## What you have to do
Copy out every one of the rows below word for word, changing nothing.

## The input

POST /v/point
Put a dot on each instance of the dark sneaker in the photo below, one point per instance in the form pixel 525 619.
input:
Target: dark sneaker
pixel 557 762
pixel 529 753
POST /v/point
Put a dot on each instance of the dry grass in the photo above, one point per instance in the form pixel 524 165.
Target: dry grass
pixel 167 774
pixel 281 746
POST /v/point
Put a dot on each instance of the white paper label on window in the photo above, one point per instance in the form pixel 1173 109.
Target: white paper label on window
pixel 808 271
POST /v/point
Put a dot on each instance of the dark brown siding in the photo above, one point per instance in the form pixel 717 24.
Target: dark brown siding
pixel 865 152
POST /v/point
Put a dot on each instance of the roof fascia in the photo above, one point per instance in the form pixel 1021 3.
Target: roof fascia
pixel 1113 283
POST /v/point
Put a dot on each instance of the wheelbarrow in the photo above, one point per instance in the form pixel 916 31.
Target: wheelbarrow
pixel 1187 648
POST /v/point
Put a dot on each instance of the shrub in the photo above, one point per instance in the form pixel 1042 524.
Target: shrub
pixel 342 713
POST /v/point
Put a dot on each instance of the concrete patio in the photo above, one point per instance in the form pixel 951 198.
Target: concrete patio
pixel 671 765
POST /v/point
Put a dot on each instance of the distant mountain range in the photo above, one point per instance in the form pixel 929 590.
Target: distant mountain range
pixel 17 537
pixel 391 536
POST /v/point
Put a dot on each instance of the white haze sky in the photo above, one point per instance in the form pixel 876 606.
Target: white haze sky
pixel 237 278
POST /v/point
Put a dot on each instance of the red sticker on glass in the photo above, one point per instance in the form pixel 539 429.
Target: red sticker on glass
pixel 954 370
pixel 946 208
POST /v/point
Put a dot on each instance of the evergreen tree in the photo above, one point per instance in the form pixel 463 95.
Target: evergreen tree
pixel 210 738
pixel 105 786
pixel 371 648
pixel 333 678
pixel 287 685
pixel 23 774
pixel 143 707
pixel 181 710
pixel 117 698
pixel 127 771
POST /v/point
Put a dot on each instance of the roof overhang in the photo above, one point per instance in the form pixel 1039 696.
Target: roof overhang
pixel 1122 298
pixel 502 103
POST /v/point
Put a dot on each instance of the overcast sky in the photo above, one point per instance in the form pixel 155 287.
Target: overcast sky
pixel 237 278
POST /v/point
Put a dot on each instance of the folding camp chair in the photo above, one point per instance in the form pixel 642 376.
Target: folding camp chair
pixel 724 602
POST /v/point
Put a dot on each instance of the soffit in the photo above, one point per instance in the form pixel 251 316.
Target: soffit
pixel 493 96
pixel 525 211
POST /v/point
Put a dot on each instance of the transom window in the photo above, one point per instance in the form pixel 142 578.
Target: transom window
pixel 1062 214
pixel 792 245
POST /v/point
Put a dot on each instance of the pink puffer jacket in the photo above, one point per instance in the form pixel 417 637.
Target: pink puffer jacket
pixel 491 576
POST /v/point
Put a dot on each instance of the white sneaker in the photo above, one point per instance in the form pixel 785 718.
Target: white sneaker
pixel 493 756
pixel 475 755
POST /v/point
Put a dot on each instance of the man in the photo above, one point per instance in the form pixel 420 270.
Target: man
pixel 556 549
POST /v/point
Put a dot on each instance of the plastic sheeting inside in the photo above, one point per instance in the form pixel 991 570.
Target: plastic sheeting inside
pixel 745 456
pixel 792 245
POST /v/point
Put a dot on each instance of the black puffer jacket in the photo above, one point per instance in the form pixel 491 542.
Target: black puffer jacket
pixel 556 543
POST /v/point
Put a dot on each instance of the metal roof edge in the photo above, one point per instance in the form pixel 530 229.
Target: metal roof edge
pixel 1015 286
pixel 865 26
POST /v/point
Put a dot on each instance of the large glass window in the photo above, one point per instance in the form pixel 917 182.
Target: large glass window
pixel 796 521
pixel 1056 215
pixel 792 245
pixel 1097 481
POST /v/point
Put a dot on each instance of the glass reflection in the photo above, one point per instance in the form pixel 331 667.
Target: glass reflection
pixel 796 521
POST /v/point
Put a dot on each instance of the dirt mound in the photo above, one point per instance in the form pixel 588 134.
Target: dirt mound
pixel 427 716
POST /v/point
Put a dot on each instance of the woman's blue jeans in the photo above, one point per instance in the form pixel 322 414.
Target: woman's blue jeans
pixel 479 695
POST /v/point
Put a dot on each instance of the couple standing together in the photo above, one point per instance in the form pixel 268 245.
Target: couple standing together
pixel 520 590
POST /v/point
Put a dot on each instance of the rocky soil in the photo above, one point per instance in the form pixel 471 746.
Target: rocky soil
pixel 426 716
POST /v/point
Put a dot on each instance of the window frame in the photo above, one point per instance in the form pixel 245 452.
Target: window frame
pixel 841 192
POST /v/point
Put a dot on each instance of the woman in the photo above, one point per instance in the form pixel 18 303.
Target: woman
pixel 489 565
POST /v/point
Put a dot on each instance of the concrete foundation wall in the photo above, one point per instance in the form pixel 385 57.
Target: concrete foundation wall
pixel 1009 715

## Task result
POST /v/point
Put a dot on each instance of the dark sneaker in the photo below, one point per instance in the form pixel 525 619.
input:
Target: dark sneaker
pixel 557 762
pixel 529 753
POST /v/point
Put a dot on each instance of the dry grass in the photo above, one point per instance in the form pixel 524 165.
Target: dry grass
pixel 167 774
pixel 281 746
POST /v/point
Put a dot on each instance of the white paper label on window in the photo above, one point per instance in the form pixel 1173 109.
Target: white paper label on window
pixel 808 271
POST /v/point
Put a dot on each instance of the dark brown siding in the photo above, one point per instance in the form pixel 717 24.
Target: dark brown siding
pixel 865 152
POST /v/point
Put a dot on each instance of the roof fascia in the photo above, one point per instance in the form pixel 1021 3.
Target: roof fascia
pixel 1113 283
POST /v/point
Put a dot on each instance of the wheelbarrow in the photo above, one point per instance in the form pixel 916 31.
Target: wheelbarrow
pixel 1187 648
POST /v/point
Put a dot on each instance of the shrub in the photo above, one point per instance in the form pixel 1042 524.
Target: shrub
pixel 342 713
POST /v/point
Put a dot on each instance of the concrete patio in the photo above, one point per instance in the form pixel 951 198.
Target: concrete patio
pixel 671 765
POST /v/point
Put a dot on each instance of the distant mountain range in the photo above, one point per instance in the form pixel 929 590.
Target: distant mountain range
pixel 17 537
pixel 391 536
POST /v/point
Put a dot on each instance of the white haze sky in the photo above, one point per instance in the form pixel 876 606.
Target: white haze sky
pixel 237 278
POST /v/point
Put a dot on each instance of the red sticker on glass in the photo above, one point per instance in the form pixel 539 429.
Target: red sticker on glass
pixel 954 370
pixel 946 208
POST /v/point
Put a dot on each instance of the evergreen tree in the photo above, one point per instance in the form pixel 463 95.
Target: evergreen tree
pixel 210 738
pixel 105 786
pixel 371 648
pixel 333 678
pixel 287 685
pixel 23 774
pixel 143 707
pixel 181 710
pixel 117 698
pixel 127 771
POST /v/point
Put a dot on each instance of the roof overhang in the photo above, one point per instance in the form pixel 1039 696.
Target: roof overhang
pixel 1122 298
pixel 502 103
POST /v/point
Put a dot on each instance of the overcast sky in the photo above, one point per instance in the form pixel 155 287.
Target: overcast sky
pixel 237 278
POST /v/point
Put a dot on each instance of the folding camp chair in the photo above, one point per instance in the form pixel 642 376.
Target: folding camp chair
pixel 724 602
POST /v/point
Put a dot on each instance of the soffit in the photo above, one point per instance in the form pixel 251 316.
Target: soffit
pixel 493 96
pixel 525 211
POST /v/point
Put a dot on each instance of the transom window in the photo above, one point per instance in the form pixel 142 578.
Target: transom window
pixel 1062 214
pixel 792 245
POST /v/point
Put a dot on each instance of the pink puffer jacket in the photo above, one point per instance in the form pixel 417 637.
Target: pink puffer jacket
pixel 491 576
POST /v/point
Put a dot on each instance of the white sneaker in the photo above, one point per instance in the form pixel 785 718.
Target: white sneaker
pixel 493 756
pixel 475 755
POST /v/point
Put a dot on each instance of the man in the photo above, one point per instance in the form pixel 420 270.
Target: man
pixel 556 549
POST /v/point
Put a dot on each instance of the plastic sheeting inside in the photo above, one point per instance in the form pixel 991 570.
Target: plastic sheeting inside
pixel 745 456
pixel 792 245
POST /v/point
Put a dot on each instance of the black puffer jacket in the photo above, one point per instance in the form pixel 491 542.
Target: black puffer jacket
pixel 556 543
POST /v/point
Put a dot on each instance of the metal roof edge in the photo above, one point per instance in the form pixel 530 229.
Target: metal roof edge
pixel 1015 286
pixel 865 26
POST /v/point
Put a dot on each instance of the large glass window in the photo above, one point per instance in the form pixel 917 182.
Target: large glass window
pixel 796 521
pixel 1056 215
pixel 792 245
pixel 1097 481
POST /v/point
Put a dot on each instance of the glass reflection in the photo above, one point per instance in the form pixel 331 667.
Target: glass reflection
pixel 796 521
POST /v/point
Put a dot on each instance of the dirt mound in the photo above, one point per instance in the form pixel 588 134.
Target: dirt mound
pixel 427 716
POST /v/point
Put a dot on each instance of the woman's blue jeans in the photo above, one point per instance in the form pixel 322 414.
Target: woman's blue jeans
pixel 479 695
POST /v/point
Put a dot on each instance of the couple standing together in the photo above, one point per instance in the form pixel 268 245.
Target: couple standing together
pixel 520 590
POST /v/point
Put a dot on each instance of the rocky soil in the photo above, one point per instance in the form pixel 471 746.
Target: rocky soil
pixel 426 716
POST /v/point
Put a dot on each instance of the window frame in the photo above, one point per instance in the form pixel 245 452.
Target: window frame
pixel 841 192
POST /v/point
Put a dot on each instance of the woman in the photo above, one point per instance in the form pixel 18 303.
Target: woman
pixel 489 565
POST /v/point
Put a dot on each instance of the concrete foundation wall in the photo above, one point per instance in the form pixel 385 57.
Target: concrete foundation wall
pixel 1009 715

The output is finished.